▶ Task details
Give back the line where "Locate every freezer" appears and all the lines after it until the listing ends, unchanged and with nothing else.

▶ Available data
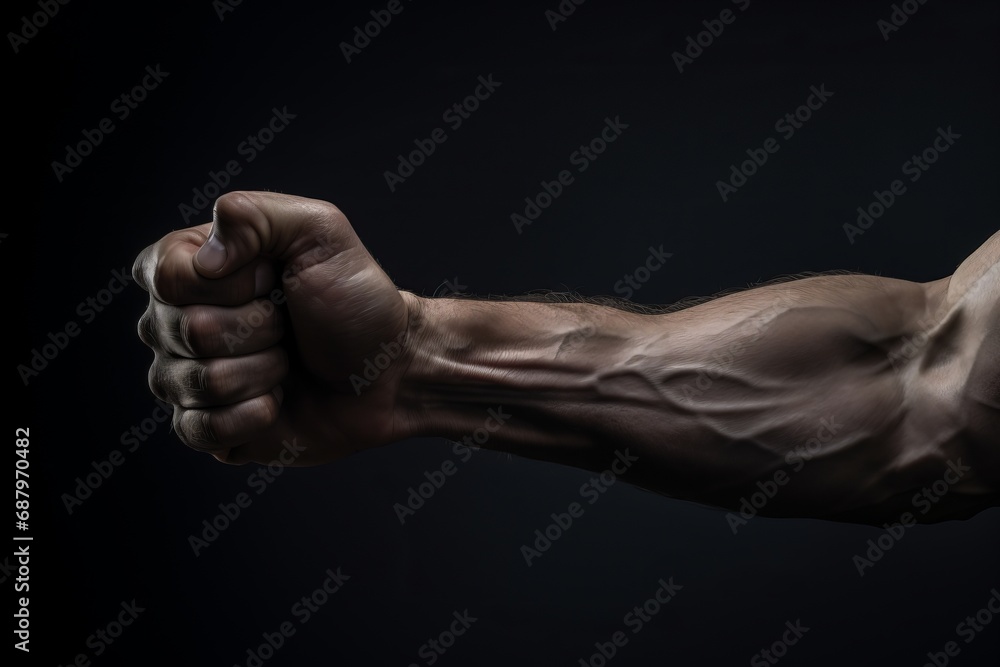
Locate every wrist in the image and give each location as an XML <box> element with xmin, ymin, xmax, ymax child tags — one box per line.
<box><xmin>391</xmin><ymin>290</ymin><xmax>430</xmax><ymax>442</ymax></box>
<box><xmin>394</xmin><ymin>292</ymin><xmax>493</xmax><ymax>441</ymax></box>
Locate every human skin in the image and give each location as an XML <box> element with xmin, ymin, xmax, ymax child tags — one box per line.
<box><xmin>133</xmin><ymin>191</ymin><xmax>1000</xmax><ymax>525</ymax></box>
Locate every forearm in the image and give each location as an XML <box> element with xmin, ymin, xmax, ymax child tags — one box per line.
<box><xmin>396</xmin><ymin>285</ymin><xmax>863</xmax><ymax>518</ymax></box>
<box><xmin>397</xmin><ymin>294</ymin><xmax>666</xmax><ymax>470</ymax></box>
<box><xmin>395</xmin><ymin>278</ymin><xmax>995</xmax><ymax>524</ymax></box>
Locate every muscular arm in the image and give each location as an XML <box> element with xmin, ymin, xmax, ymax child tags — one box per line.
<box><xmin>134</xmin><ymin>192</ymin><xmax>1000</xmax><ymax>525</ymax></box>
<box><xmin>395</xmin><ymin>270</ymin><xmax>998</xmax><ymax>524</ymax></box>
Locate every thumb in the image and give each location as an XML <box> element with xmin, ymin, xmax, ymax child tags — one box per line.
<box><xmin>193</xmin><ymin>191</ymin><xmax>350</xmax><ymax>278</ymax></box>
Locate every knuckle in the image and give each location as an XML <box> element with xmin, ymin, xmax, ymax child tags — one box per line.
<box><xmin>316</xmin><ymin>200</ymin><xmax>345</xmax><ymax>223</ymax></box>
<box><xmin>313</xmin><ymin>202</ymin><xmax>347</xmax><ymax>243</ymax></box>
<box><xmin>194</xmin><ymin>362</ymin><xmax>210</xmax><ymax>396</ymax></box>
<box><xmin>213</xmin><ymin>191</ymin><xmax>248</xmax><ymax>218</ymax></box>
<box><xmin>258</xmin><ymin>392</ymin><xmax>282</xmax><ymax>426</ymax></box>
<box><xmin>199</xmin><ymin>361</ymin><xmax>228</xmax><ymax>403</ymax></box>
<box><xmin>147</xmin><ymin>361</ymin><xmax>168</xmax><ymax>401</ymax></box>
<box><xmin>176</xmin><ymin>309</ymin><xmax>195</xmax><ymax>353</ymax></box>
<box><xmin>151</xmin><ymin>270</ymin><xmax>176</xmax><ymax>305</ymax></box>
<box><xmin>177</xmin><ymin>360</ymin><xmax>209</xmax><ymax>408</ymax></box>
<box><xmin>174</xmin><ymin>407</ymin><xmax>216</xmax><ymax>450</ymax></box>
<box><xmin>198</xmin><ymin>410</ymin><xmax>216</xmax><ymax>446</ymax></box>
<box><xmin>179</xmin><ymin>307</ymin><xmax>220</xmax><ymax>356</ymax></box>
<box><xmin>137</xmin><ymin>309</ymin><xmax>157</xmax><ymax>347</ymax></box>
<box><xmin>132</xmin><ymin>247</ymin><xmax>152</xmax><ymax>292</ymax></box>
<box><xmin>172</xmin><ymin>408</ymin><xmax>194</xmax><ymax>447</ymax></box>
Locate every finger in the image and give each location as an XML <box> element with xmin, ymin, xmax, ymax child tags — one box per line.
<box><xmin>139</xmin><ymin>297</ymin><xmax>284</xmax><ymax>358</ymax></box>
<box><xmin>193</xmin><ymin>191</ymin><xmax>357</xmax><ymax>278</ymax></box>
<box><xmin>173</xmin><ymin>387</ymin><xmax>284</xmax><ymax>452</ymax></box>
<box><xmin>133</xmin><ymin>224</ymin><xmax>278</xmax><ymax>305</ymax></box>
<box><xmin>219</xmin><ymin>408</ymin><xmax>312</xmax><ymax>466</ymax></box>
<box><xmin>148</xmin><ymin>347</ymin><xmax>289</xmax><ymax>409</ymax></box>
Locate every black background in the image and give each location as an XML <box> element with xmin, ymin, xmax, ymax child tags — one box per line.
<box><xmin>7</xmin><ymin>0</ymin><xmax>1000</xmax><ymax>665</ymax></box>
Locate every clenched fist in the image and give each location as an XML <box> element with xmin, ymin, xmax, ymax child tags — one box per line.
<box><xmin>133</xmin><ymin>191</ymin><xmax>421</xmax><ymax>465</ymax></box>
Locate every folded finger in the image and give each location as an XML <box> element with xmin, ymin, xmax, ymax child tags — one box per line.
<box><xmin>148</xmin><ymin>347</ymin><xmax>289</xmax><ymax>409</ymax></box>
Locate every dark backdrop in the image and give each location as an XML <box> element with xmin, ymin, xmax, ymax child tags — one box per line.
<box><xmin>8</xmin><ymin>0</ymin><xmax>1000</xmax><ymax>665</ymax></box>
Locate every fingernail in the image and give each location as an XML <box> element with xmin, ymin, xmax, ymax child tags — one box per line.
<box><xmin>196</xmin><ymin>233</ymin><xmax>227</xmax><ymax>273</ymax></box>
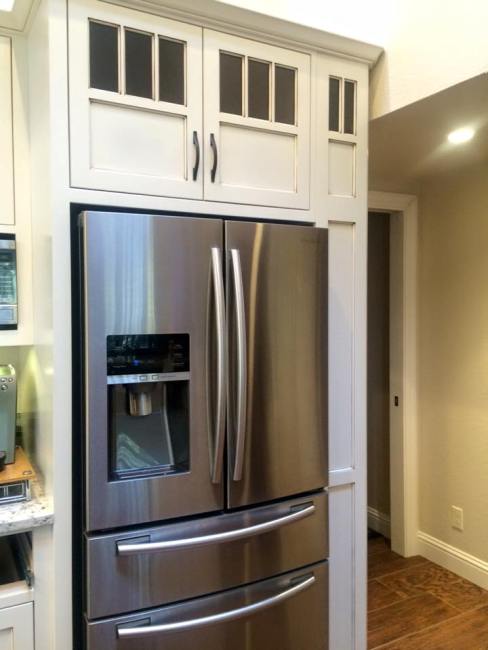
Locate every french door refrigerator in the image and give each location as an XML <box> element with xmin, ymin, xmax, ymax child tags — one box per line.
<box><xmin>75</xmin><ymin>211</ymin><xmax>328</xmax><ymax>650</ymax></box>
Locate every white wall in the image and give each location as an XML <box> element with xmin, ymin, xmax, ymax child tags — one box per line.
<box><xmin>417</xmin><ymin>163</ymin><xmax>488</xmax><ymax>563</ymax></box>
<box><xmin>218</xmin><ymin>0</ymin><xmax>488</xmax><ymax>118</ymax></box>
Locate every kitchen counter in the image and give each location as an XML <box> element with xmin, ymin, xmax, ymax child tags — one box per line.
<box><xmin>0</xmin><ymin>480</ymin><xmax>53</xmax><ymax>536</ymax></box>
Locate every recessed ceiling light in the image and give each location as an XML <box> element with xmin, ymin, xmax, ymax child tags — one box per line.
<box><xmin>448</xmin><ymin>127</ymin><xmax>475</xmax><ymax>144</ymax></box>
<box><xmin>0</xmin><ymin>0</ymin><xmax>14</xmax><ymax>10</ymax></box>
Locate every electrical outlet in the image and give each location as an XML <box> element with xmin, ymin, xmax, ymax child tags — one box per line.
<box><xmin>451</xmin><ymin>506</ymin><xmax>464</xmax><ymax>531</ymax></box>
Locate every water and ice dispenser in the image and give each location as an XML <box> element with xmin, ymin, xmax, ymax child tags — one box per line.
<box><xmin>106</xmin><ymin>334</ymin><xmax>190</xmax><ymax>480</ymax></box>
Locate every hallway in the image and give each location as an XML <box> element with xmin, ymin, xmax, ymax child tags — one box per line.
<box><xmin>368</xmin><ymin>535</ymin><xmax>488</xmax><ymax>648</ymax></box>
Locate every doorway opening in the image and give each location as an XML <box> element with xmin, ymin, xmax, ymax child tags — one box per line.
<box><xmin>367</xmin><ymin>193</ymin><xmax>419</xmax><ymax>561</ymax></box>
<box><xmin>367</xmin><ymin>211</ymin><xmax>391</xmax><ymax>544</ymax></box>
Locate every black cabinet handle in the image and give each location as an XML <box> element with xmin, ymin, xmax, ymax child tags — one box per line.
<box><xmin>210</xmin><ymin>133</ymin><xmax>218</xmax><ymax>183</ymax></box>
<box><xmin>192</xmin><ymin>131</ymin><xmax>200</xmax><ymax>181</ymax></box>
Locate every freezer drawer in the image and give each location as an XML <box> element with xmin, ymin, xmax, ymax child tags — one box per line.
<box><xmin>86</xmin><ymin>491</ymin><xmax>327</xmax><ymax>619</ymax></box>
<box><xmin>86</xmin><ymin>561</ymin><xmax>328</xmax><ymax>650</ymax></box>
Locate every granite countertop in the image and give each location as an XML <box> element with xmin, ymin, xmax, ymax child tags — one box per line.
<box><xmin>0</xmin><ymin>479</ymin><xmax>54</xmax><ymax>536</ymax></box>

▶ Your response
Locate every freezer drawer in the image and give each location as an XML <box> element with xmin, ymin, xmax, ymax child tags — one box per line.
<box><xmin>86</xmin><ymin>491</ymin><xmax>327</xmax><ymax>619</ymax></box>
<box><xmin>86</xmin><ymin>561</ymin><xmax>328</xmax><ymax>650</ymax></box>
Locate every granite countertop in the image and give each location as an XML <box> element with xmin, ymin, xmax, ymax child tags — one box per line.
<box><xmin>0</xmin><ymin>479</ymin><xmax>54</xmax><ymax>536</ymax></box>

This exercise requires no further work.